Text shown

· · · ·

The Ripple Effect: The Impact of the Opioid Epidemic on Children and Families

Authors: Suzanne C. Brundage, Carol Levine 

Press release can be found here.

Opioid addiction is well recognized as a national crisis, but the impact on children and adolescents whose parents or close family members are addicted has received little sustained attention. This far-reaching report by United Hospital Fund is the first comprehensive look at the successive waves of loss and trauma experienced by newborns, young children, adolescents, and their families affected by opioid addiction. It also looks at the needs of kinship caregivers, typically grandparents, who often step in to care for these children.

Potential remedies are proposed, and the report describes innovative programs around the nation that address these issues. It draws on lessons learned from the HIV/AIDS and crack/cocaine epidemics, which, like the opioid crisis, were characterized by stigma and failures to provide needed services to children and families. And like those earlier crises, opioid addiction is leaving too many children in foster or kinship care, caring for younger siblings, and suffering from potentially long-term behavioral and physical health issues.

The Ripple Effect was produced with the generous support of the Alfred P. Sloan Foundation and in collaboration with the Milbank Memorial Fund. It is based on extensive research interviews and a literature review by UHF staff, as well as a two-day meeting hosted by UHF in October 2018 that brought together some 40 national and local experts in child development, family policy, addiction treatment, and child welfare, and state and local government officials.

· · · ·

Work order 1
According to the report description, in what month and year did UHF host its two-day meeting?
Work order 2
Name every organization mentioned in the report description.
Work order 3
Write out everything in the report description from "Potential remedies are" down to "physical health issues.".
Answer from the report description alone.

Entries drawn from a dataset
· · · ·

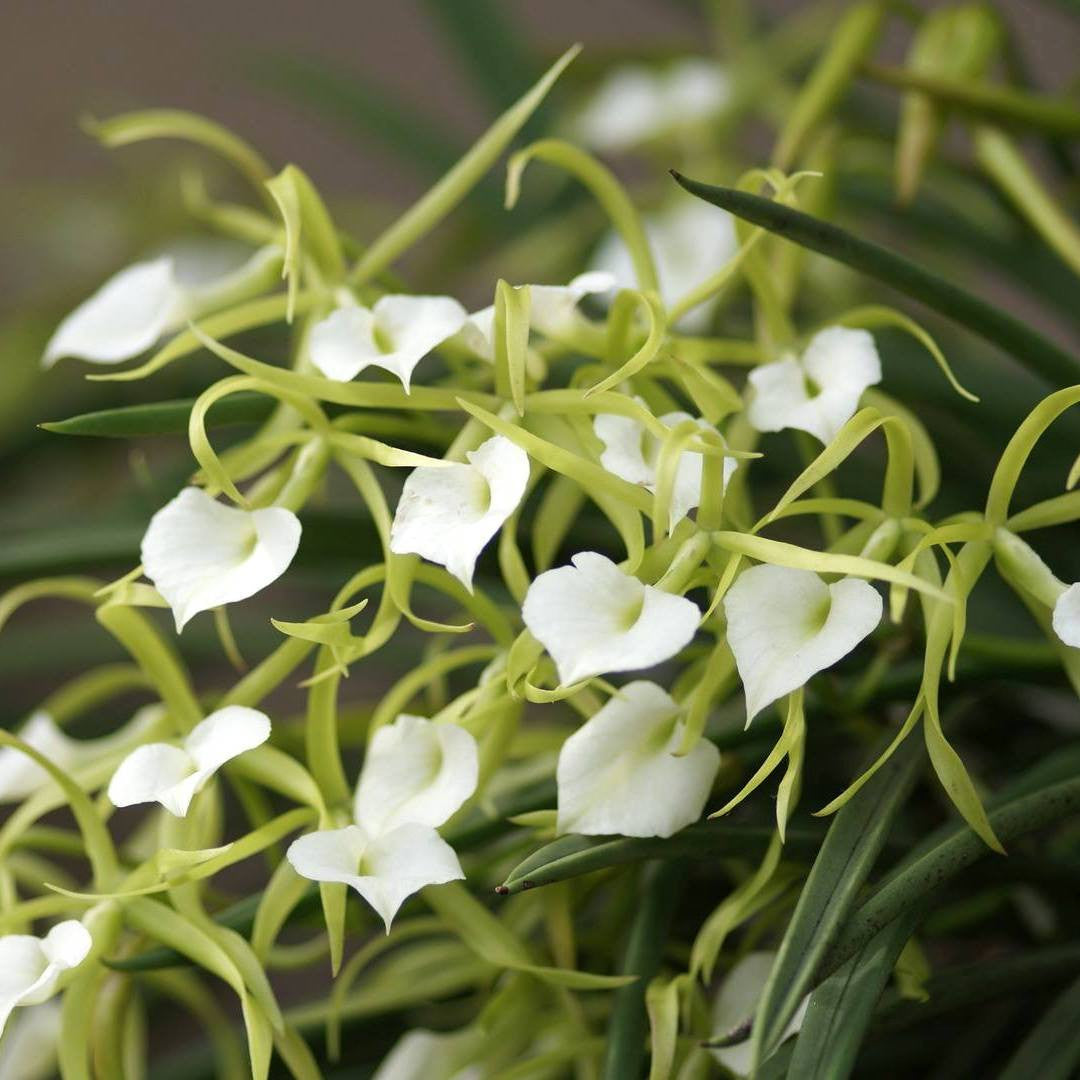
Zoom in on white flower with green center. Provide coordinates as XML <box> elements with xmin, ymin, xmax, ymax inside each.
<box><xmin>286</xmin><ymin>714</ymin><xmax>480</xmax><ymax>933</ymax></box>
<box><xmin>0</xmin><ymin>919</ymin><xmax>93</xmax><ymax>1032</ymax></box>
<box><xmin>724</xmin><ymin>565</ymin><xmax>882</xmax><ymax>724</ymax></box>
<box><xmin>108</xmin><ymin>705</ymin><xmax>270</xmax><ymax>818</ymax></box>
<box><xmin>0</xmin><ymin>1001</ymin><xmax>63</xmax><ymax>1080</ymax></box>
<box><xmin>593</xmin><ymin>413</ymin><xmax>739</xmax><ymax>528</ymax></box>
<box><xmin>141</xmin><ymin>487</ymin><xmax>300</xmax><ymax>633</ymax></box>
<box><xmin>1053</xmin><ymin>582</ymin><xmax>1080</xmax><ymax>649</ymax></box>
<box><xmin>0</xmin><ymin>705</ymin><xmax>162</xmax><ymax>802</ymax></box>
<box><xmin>310</xmin><ymin>296</ymin><xmax>467</xmax><ymax>392</ymax></box>
<box><xmin>575</xmin><ymin>56</ymin><xmax>731</xmax><ymax>152</ymax></box>
<box><xmin>390</xmin><ymin>435</ymin><xmax>529</xmax><ymax>591</ymax></box>
<box><xmin>746</xmin><ymin>326</ymin><xmax>881</xmax><ymax>443</ymax></box>
<box><xmin>710</xmin><ymin>953</ymin><xmax>810</xmax><ymax>1078</ymax></box>
<box><xmin>555</xmin><ymin>681</ymin><xmax>720</xmax><ymax>836</ymax></box>
<box><xmin>42</xmin><ymin>246</ymin><xmax>281</xmax><ymax>367</ymax></box>
<box><xmin>592</xmin><ymin>198</ymin><xmax>739</xmax><ymax>333</ymax></box>
<box><xmin>522</xmin><ymin>551</ymin><xmax>701</xmax><ymax>686</ymax></box>
<box><xmin>459</xmin><ymin>270</ymin><xmax>616</xmax><ymax>363</ymax></box>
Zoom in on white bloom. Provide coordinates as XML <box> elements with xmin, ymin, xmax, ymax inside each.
<box><xmin>109</xmin><ymin>705</ymin><xmax>270</xmax><ymax>818</ymax></box>
<box><xmin>592</xmin><ymin>199</ymin><xmax>739</xmax><ymax>333</ymax></box>
<box><xmin>353</xmin><ymin>713</ymin><xmax>478</xmax><ymax>833</ymax></box>
<box><xmin>710</xmin><ymin>953</ymin><xmax>810</xmax><ymax>1078</ymax></box>
<box><xmin>746</xmin><ymin>326</ymin><xmax>881</xmax><ymax>443</ymax></box>
<box><xmin>0</xmin><ymin>705</ymin><xmax>161</xmax><ymax>802</ymax></box>
<box><xmin>141</xmin><ymin>487</ymin><xmax>300</xmax><ymax>632</ymax></box>
<box><xmin>522</xmin><ymin>551</ymin><xmax>701</xmax><ymax>686</ymax></box>
<box><xmin>286</xmin><ymin>715</ymin><xmax>478</xmax><ymax>933</ymax></box>
<box><xmin>42</xmin><ymin>245</ymin><xmax>281</xmax><ymax>367</ymax></box>
<box><xmin>390</xmin><ymin>435</ymin><xmax>529</xmax><ymax>590</ymax></box>
<box><xmin>1053</xmin><ymin>582</ymin><xmax>1080</xmax><ymax>649</ymax></box>
<box><xmin>576</xmin><ymin>57</ymin><xmax>730</xmax><ymax>151</ymax></box>
<box><xmin>372</xmin><ymin>1029</ymin><xmax>483</xmax><ymax>1080</ymax></box>
<box><xmin>555</xmin><ymin>681</ymin><xmax>720</xmax><ymax>836</ymax></box>
<box><xmin>593</xmin><ymin>413</ymin><xmax>739</xmax><ymax>528</ymax></box>
<box><xmin>0</xmin><ymin>919</ymin><xmax>93</xmax><ymax>1031</ymax></box>
<box><xmin>459</xmin><ymin>270</ymin><xmax>616</xmax><ymax>363</ymax></box>
<box><xmin>0</xmin><ymin>1001</ymin><xmax>62</xmax><ymax>1080</ymax></box>
<box><xmin>311</xmin><ymin>296</ymin><xmax>465</xmax><ymax>391</ymax></box>
<box><xmin>724</xmin><ymin>565</ymin><xmax>882</xmax><ymax>723</ymax></box>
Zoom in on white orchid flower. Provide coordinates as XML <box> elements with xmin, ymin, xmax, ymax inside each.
<box><xmin>286</xmin><ymin>715</ymin><xmax>480</xmax><ymax>933</ymax></box>
<box><xmin>593</xmin><ymin>411</ymin><xmax>739</xmax><ymax>528</ymax></box>
<box><xmin>522</xmin><ymin>551</ymin><xmax>701</xmax><ymax>686</ymax></box>
<box><xmin>310</xmin><ymin>296</ymin><xmax>465</xmax><ymax>392</ymax></box>
<box><xmin>390</xmin><ymin>435</ymin><xmax>529</xmax><ymax>592</ymax></box>
<box><xmin>108</xmin><ymin>705</ymin><xmax>270</xmax><ymax>818</ymax></box>
<box><xmin>724</xmin><ymin>564</ymin><xmax>882</xmax><ymax>724</ymax></box>
<box><xmin>746</xmin><ymin>326</ymin><xmax>881</xmax><ymax>443</ymax></box>
<box><xmin>592</xmin><ymin>199</ymin><xmax>739</xmax><ymax>333</ymax></box>
<box><xmin>555</xmin><ymin>680</ymin><xmax>720</xmax><ymax>836</ymax></box>
<box><xmin>42</xmin><ymin>244</ymin><xmax>281</xmax><ymax>367</ymax></box>
<box><xmin>0</xmin><ymin>1001</ymin><xmax>62</xmax><ymax>1080</ymax></box>
<box><xmin>1053</xmin><ymin>582</ymin><xmax>1080</xmax><ymax>649</ymax></box>
<box><xmin>0</xmin><ymin>919</ymin><xmax>93</xmax><ymax>1031</ymax></box>
<box><xmin>0</xmin><ymin>705</ymin><xmax>162</xmax><ymax>802</ymax></box>
<box><xmin>141</xmin><ymin>487</ymin><xmax>300</xmax><ymax>633</ymax></box>
<box><xmin>710</xmin><ymin>951</ymin><xmax>810</xmax><ymax>1078</ymax></box>
<box><xmin>459</xmin><ymin>270</ymin><xmax>617</xmax><ymax>363</ymax></box>
<box><xmin>575</xmin><ymin>57</ymin><xmax>730</xmax><ymax>152</ymax></box>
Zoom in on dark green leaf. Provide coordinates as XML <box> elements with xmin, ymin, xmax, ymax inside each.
<box><xmin>754</xmin><ymin>739</ymin><xmax>922</xmax><ymax>1061</ymax></box>
<box><xmin>603</xmin><ymin>860</ymin><xmax>686</xmax><ymax>1080</ymax></box>
<box><xmin>672</xmin><ymin>172</ymin><xmax>1080</xmax><ymax>395</ymax></box>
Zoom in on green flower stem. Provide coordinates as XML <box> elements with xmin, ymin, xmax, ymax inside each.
<box><xmin>672</xmin><ymin>173</ymin><xmax>1080</xmax><ymax>386</ymax></box>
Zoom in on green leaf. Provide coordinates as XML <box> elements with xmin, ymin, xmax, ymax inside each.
<box><xmin>672</xmin><ymin>173</ymin><xmax>1080</xmax><ymax>386</ymax></box>
<box><xmin>863</xmin><ymin>64</ymin><xmax>1080</xmax><ymax>135</ymax></box>
<box><xmin>39</xmin><ymin>393</ymin><xmax>274</xmax><ymax>438</ymax></box>
<box><xmin>498</xmin><ymin>821</ymin><xmax>822</xmax><ymax>894</ymax></box>
<box><xmin>83</xmin><ymin>109</ymin><xmax>271</xmax><ymax>194</ymax></box>
<box><xmin>603</xmin><ymin>860</ymin><xmax>686</xmax><ymax>1080</ymax></box>
<box><xmin>753</xmin><ymin>741</ymin><xmax>922</xmax><ymax>1062</ymax></box>
<box><xmin>824</xmin><ymin>774</ymin><xmax>1080</xmax><ymax>970</ymax></box>
<box><xmin>349</xmin><ymin>45</ymin><xmax>581</xmax><ymax>285</ymax></box>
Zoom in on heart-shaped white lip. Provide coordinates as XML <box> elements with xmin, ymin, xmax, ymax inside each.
<box><xmin>724</xmin><ymin>566</ymin><xmax>882</xmax><ymax>723</ymax></box>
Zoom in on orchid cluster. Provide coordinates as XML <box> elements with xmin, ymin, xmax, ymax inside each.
<box><xmin>0</xmin><ymin>5</ymin><xmax>1080</xmax><ymax>1080</ymax></box>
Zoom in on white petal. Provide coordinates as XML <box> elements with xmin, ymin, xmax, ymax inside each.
<box><xmin>141</xmin><ymin>487</ymin><xmax>300</xmax><ymax>632</ymax></box>
<box><xmin>710</xmin><ymin>953</ymin><xmax>810</xmax><ymax>1077</ymax></box>
<box><xmin>42</xmin><ymin>256</ymin><xmax>185</xmax><ymax>367</ymax></box>
<box><xmin>556</xmin><ymin>681</ymin><xmax>720</xmax><ymax>836</ymax></box>
<box><xmin>0</xmin><ymin>919</ymin><xmax>92</xmax><ymax>1031</ymax></box>
<box><xmin>370</xmin><ymin>296</ymin><xmax>467</xmax><ymax>390</ymax></box>
<box><xmin>529</xmin><ymin>270</ymin><xmax>616</xmax><ymax>337</ymax></box>
<box><xmin>390</xmin><ymin>435</ymin><xmax>529</xmax><ymax>590</ymax></box>
<box><xmin>353</xmin><ymin>714</ymin><xmax>478</xmax><ymax>835</ymax></box>
<box><xmin>353</xmin><ymin>823</ymin><xmax>464</xmax><ymax>933</ymax></box>
<box><xmin>309</xmin><ymin>306</ymin><xmax>380</xmax><ymax>382</ymax></box>
<box><xmin>592</xmin><ymin>198</ymin><xmax>738</xmax><ymax>333</ymax></box>
<box><xmin>664</xmin><ymin>56</ymin><xmax>731</xmax><ymax>123</ymax></box>
<box><xmin>522</xmin><ymin>552</ymin><xmax>701</xmax><ymax>686</ymax></box>
<box><xmin>108</xmin><ymin>743</ymin><xmax>198</xmax><ymax>818</ymax></box>
<box><xmin>0</xmin><ymin>1001</ymin><xmax>60</xmax><ymax>1080</ymax></box>
<box><xmin>184</xmin><ymin>705</ymin><xmax>270</xmax><ymax>775</ymax></box>
<box><xmin>286</xmin><ymin>823</ymin><xmax>464</xmax><ymax>933</ymax></box>
<box><xmin>1053</xmin><ymin>582</ymin><xmax>1080</xmax><ymax>649</ymax></box>
<box><xmin>0</xmin><ymin>713</ymin><xmax>76</xmax><ymax>802</ymax></box>
<box><xmin>746</xmin><ymin>326</ymin><xmax>881</xmax><ymax>443</ymax></box>
<box><xmin>724</xmin><ymin>565</ymin><xmax>882</xmax><ymax>721</ymax></box>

· · · ·

Reply 1
October 2018

Reply 2
United Hospital Fund (UHF), Alfred P. Sloan Foundation, Milbank Memorial Fund

Reply 3
Potential remedies are proposed, and the report describes innovative programs around the nation that address these issues. It draws on lessons learned from the HIV/AIDS and crack/cocaine epidemics, which, like the opioid crisis, were characterized by stigma and failures to provide needed services to children and families. And like those earlier crises, opioid addiction is leaving too many children in foster or kinship care, caring for younger siblings, and suffering from potentially long-term behavioral and physical health issues.